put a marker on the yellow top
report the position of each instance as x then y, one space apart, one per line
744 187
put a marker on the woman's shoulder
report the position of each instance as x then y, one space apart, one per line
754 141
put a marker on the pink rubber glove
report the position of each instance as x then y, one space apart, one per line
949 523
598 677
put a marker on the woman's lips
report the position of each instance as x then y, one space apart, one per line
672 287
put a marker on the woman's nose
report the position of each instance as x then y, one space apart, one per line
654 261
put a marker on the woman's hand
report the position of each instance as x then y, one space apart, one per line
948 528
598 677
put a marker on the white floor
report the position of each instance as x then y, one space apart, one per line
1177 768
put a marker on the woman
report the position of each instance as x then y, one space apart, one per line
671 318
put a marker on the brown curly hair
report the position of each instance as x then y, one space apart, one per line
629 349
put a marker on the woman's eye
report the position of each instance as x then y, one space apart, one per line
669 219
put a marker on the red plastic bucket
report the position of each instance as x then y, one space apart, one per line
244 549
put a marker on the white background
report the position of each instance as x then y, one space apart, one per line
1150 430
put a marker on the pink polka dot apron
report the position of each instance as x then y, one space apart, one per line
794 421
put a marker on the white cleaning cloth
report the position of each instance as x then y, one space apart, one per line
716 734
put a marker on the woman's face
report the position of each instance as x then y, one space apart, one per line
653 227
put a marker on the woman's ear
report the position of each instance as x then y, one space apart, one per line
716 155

▸ What is asked: Recast the listing above as a two-column CSV with the header row instruction,points. Give one row per marker instruction, with its full text in the first field and its coordinates in the second. Enclose each field in double quotes and replace every line break with a space.

▸ Full response:
instruction,points
"put a marker on the yellow top report the position of each instance as x then y, one space apart, one per line","744 187"
"put a marker on the woman's shoulder report the position of each instance as x then y, one space apart, one per line","754 141"
"put a marker on the pink rubber glove report the position of each instance as x then y, one space apart, one per line","949 523 598 677"
"put a marker on the woman's lips report the position of each instance as x then y, one space apart, one per line","672 287"
"put a marker on the woman's nose report the position of each instance as x then y, one space apart, one per line","654 261"
"put a marker on the woman's hand report the position of each instance as x then y, one space apart, one per line","948 528 598 677"
"put a marker on the white floor report the position of each instance as x then y, one space apart, one per line","1177 768"
"put a marker on the woman report the position of each instance as x then y, one space apart, one per line","671 318"
"put a marker on the brown curly hair report the position of each instance as x then y, one space apart, one per line","629 349"
"put a marker on the woman's eye report the position of each instance as x then y, one space apart, one per line","669 219"
"put a marker on the red plastic bucket report the position of each instance as x then y, one space apart, one per line","244 549"
"put a marker on the white background report the position of each instance as x then y, one space apart, one per line","1150 430"
"put a marker on the pink polka dot apron report the position of each instance as x then y, one space apart, one per line","794 421"
"put a marker on the white cleaning cloth report the position of each instance as x then y, one space apart, one per line","716 734"
"put a marker on the woman's face report the position of each instance as x then y, one space apart, one per line","653 227"
"put a marker on the woman's ear report the position of each instance as x then y, one space apart, one per line","716 155"